## ÉNONCÉ 1
Dans l'extrait sur la fraction dans la 2e Internationale, quel programme marxiste a été approuvé en 1881 ?

····················

Le problème de la fraction dans la 2e internationale
La simple affirmation du fait que Lénine - chef de la fraction bolchevique du Parti Ouvrier Social-démocrate Russe - a quelque chose à voir avec les fractions, provoque le mépris de Battaglia, pour qui Lénine est l'homme du parti, un point c'est tout. Selon BC, c'est parce qu'il existait un parti bolchevique -et pas une quelconque fraction «mal définie» - que la révolution a pu vaincre en Russie.
Avant de démontrer l'énième falsification historique de BC, il convient de rappeler le cadre historique dans lequel s'est développée l'action des bolcheviks et de la gauche socialiste en général, à l'intérieur de la 2e Internationale. Celle-ci a été fondée dans une période historique difficile pour les révolutionnaires : d'un côté, dans toute l'Europe se termine la phase dans laquelle le prolétariat pouvait s'inscrire de façon autonome dans les révolutions démocratiques bourgeoises (qui étaient désormais menées à bien «par le haut», voir Bismark en Allemagne) ; de l'autre, les conditions pour mettre la révolution prolétarienne à l'ordre du jour n'existaient pas encore, étant donné que le capitalisme se trouvait en plein dans sa dernière et plus impétueuse phase de développement économique. Dans ces conditions, Marx (et Engels après la mort de ce dernier) considérait l'existence d une puissante aile opportuniste dans les partis social-démocrates comme un «fait inévitable». Il recommandait donc aux composantes marxistes d'éviter des scissions prématurées, pour se concentrer sur la défense politique intransigeante des positions de classe au sein du parti, en attendant que se rapproche une crise révolutionnaire qui conduirait «automatiquement» à la scission et au surgissement de véritables partis marxistes ([8] [45]).
Les révolutionnaires doivent être les défenseurs les plus résolus de l'unité du parti, renonçant momentanément à former des courants bien définis organisationnellement, ce qui les aurait exposés au risque d'expulsion et en conséquence, de transformation en secte détachée du mouvement réel. Dans cette situation, il s'agissait de la seule ligne d'action adéquate, et, dans les faits, elle a réussi à recueillir plus d'un succès (approbation du programme marxiste d'Erfurt en 1881). Cependant, la prolongation pendant des décennies de la phase de développement économique et de paix sociale posait de plus en plus comme un «fait inévitable» non seulement l'existence de l'aile opportuniste, mais aussi qu'elle s'infiltre dans la majorité du parti, ce qui rendait problématique sa capacité à s’auto-épurer face à une situation prérévolutionnaire. Au début de ce siècle commençait à se poser pour les marxistes la question de réagir à cette involution, en passant de la défense du marxisme «en ordre dispersé» à une action plus coordonnée au sein du parti. Il s'agissait cependant d'un passage extrêmement difficile, parce que le mythe de l'unité avant tout était profondément enraciné dans les fondements mêmes du parti, et que les directions du parti avaient beau jeu de présenter les radicaux comme les diviseurs du parti unitaire.

····················

## ÉNONCÉ 2
Recopiez à l'identique, parmi les enregistrements ci-dessous, les lignes qui commencent à celle contenant "Task: If you could identify the tree trunk" et se terminent à celle contenant "point(234, 455)", ces deux lignes comprises.

····················

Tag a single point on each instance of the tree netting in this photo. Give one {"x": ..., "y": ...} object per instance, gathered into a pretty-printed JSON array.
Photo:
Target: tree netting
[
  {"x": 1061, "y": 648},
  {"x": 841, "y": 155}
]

····················

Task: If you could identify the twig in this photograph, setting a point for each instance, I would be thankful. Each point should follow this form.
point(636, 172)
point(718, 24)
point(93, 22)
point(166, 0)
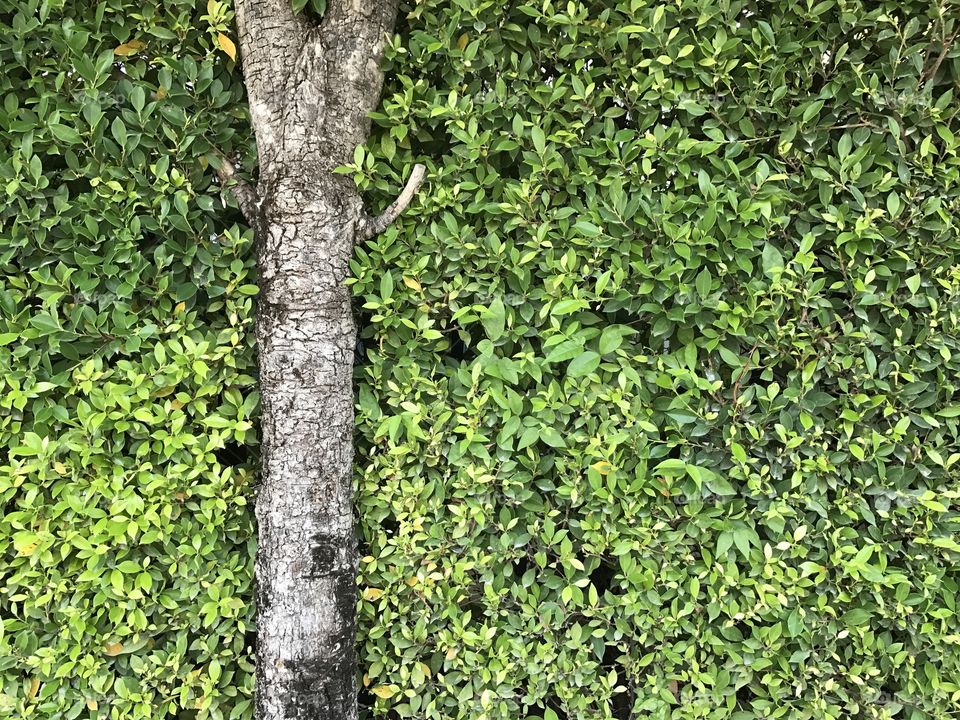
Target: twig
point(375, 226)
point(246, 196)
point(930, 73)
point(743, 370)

····················

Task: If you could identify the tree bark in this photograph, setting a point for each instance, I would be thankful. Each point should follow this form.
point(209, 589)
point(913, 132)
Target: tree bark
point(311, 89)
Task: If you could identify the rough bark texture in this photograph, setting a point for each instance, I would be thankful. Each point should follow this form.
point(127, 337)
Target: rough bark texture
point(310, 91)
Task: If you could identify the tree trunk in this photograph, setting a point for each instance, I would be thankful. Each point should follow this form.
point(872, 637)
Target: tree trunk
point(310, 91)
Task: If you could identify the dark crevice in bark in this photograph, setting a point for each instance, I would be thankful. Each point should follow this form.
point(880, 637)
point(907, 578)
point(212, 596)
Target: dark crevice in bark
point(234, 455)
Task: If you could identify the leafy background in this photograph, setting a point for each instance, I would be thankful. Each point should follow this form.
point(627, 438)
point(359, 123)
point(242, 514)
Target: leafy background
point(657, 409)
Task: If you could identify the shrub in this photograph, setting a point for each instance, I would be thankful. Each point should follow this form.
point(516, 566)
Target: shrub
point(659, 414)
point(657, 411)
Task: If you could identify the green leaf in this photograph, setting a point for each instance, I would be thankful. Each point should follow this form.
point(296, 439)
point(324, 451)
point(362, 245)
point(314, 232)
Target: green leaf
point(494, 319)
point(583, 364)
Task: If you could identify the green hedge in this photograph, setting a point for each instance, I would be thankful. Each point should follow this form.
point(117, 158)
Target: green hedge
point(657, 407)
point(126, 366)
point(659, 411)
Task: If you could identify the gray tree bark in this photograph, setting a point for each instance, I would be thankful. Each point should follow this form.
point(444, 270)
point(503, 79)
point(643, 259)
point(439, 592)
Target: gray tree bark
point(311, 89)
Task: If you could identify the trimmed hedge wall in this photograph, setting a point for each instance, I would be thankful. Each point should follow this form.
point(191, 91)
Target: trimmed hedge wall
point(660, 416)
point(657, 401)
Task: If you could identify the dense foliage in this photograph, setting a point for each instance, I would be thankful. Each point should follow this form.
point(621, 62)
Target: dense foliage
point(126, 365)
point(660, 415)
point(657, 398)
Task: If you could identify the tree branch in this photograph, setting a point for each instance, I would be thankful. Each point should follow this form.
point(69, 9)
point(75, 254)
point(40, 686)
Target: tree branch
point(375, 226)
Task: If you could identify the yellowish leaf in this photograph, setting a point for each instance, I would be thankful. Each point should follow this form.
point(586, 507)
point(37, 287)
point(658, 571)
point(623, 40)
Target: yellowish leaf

····················

## RÉPONSE 1
Le programme marxiste d'Erfurt.

## RÉPONSE 2
Task: If you could identify the tree trunk in this photograph, setting a point for each instance, I would be thankful. Each point should follow this form.
point(872, 637)
Target: tree trunk
point(310, 91)
Task: If you could identify the dark crevice in bark in this photograph, setting a point for each instance, I would be thankful. Each point should follow this form.
point(880, 637)
point(907, 578)
point(212, 596)
Target: dark crevice in bark
point(234, 455)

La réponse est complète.